Text provided:
══════

The Senate report also suggested waterboarding took place at the Salt Pit when that employee was in charge, before such techniques had been approved by the Justice Department.
“Even though there were all sorts of problems at Salt Pit, I know of no waterboarding,” Rodriguez added, insisting only three people were waterboarded. “It was done after we had received a binding legal opinion from justice and approval from the White House to proceed.”
So what of the photograph of what the Senate report described as a “well-used water board” with buckets around it, at the Salt Pit?
“Nobody reported that to us. I find it hard to believe,” he said. “I know of the waterboarding of the three guys pursuant to the August 2002 program.”
Rodriguez said when he took over the CIA’s CTC in May 2002, he recalled all the interrogators for “retraining” because Saudi al Qaeda suspect Abu Zubaydah had “stopped talking.” The CIA proposed new methods to the Justice Department, which it approved. Abu Zubaydah and two other detainees were subsequently water-boarded, and subjected to other methods including sleep deprivation.

══════

Given records:
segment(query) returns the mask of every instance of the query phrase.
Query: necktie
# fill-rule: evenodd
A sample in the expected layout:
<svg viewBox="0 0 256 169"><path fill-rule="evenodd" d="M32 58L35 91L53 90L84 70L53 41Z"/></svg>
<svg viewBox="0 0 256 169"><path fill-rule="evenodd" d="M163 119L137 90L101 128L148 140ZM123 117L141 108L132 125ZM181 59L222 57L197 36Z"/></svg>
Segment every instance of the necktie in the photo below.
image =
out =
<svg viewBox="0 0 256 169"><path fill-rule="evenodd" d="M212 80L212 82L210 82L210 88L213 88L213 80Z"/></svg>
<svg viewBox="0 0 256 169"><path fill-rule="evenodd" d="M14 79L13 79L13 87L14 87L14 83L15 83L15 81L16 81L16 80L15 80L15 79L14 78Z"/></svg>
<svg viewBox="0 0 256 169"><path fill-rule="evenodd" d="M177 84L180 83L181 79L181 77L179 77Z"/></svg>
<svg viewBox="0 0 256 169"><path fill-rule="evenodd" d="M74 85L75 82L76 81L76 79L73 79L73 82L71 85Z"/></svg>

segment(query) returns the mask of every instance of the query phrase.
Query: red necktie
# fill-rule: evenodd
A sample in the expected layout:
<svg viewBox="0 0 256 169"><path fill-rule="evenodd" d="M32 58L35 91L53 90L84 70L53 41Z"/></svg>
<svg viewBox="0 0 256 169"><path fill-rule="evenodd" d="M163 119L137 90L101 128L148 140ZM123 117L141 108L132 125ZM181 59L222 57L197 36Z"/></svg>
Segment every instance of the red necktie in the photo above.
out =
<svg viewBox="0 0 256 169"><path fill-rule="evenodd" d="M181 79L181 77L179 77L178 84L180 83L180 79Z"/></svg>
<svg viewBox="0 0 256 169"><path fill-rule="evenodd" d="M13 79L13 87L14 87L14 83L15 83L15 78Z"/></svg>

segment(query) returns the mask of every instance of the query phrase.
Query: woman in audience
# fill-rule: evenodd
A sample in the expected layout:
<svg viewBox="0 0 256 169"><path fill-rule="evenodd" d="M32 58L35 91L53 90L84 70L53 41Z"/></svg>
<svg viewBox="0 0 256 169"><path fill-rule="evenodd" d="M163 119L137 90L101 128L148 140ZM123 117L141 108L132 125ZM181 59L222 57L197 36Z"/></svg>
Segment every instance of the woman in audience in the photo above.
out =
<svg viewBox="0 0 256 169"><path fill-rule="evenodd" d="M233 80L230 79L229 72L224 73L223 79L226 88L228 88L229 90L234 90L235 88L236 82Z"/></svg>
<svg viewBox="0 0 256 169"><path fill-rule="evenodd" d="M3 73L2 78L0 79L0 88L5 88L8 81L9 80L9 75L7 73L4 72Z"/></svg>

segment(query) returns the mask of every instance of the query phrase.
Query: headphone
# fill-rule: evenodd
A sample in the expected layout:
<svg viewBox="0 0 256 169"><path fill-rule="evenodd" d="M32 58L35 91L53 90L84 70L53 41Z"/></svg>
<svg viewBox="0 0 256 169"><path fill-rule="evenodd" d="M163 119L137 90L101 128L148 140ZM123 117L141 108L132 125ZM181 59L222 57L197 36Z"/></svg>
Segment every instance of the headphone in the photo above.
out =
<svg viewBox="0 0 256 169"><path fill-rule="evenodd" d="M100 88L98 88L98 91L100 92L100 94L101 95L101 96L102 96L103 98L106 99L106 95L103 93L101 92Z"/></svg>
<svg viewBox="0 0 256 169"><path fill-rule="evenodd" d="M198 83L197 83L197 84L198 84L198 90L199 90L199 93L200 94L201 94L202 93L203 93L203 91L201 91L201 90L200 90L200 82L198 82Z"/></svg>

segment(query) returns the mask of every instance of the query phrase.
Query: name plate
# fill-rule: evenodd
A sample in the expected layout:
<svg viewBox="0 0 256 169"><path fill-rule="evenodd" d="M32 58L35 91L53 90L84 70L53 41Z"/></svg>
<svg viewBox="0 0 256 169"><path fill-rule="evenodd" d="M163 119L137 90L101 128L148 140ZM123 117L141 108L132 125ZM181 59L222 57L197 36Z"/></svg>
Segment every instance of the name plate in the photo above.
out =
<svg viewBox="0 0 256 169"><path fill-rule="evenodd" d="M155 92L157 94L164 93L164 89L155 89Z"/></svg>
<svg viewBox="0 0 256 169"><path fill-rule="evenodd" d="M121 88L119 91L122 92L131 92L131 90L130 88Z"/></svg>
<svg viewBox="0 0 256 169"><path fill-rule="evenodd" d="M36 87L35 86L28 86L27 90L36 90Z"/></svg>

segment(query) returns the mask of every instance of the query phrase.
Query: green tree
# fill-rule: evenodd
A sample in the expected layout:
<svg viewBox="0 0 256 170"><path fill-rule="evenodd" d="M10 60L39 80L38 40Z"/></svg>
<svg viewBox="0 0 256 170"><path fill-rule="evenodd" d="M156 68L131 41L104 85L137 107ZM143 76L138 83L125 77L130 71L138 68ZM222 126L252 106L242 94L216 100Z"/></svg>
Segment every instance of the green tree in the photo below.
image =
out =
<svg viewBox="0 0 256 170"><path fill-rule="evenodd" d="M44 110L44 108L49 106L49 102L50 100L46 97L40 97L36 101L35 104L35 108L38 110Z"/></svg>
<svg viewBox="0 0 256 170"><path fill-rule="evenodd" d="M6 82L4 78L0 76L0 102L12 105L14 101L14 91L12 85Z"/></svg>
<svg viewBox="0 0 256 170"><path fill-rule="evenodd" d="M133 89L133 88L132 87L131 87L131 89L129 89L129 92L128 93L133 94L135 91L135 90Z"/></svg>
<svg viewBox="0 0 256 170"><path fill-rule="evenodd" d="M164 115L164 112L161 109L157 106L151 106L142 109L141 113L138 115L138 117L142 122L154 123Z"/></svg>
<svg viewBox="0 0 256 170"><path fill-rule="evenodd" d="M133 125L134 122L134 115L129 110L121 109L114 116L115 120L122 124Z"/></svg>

══════

Your instructions: Extend the passage about Rodriguez and the CIA's waterboarding at the Salt Pit, starting after its final sentence.

Result of this task:
“After August 2002, it was a well managed program with specific instructions with what to do,” Rodriguez insisted. “Nevertheless, there were people who broke the rules. A drill was used to scare someone, smoke [was] blown in someone’s face,” and he said “some detainees were made to stand or kneel in an uncomfortable way.”
He said all the abuses were reported to the CIA’s Inspector General and referred to the Justice Department, which declined to prosecute the employees.
Rodriguez is quoted in the report as cautioning an employee to refrain from using language referring to the “legality” of the interrogation procedures, when he received a cable warning that the Abu Zubaydah interrogation was “approach(ing) the legal limit.”
“Telling employees to stick to authorized legal boundaries is a good thing,” he said Wednesday when asked about the quote. “I probably did it at the request of my lawyers.”
Rodriguez does not equivocate over Feinstein’s charge that interrogation was not critical to finding Bin Laden.
“That’s total bullshit. It’s crap,” he said.
He said information gleaned from a black site interrogation led to the initial focus on that courier who led the U.S. to bin Laden’s compound, outlining in brief the account he wrote in his 2011 book Hard Measures, about the interrogation program.
He said the messenger who went by the name Abu Ahmed al Kuwaiti, was first described as a member of bin Laden’s security detail, by a detainee held by the U.S. military.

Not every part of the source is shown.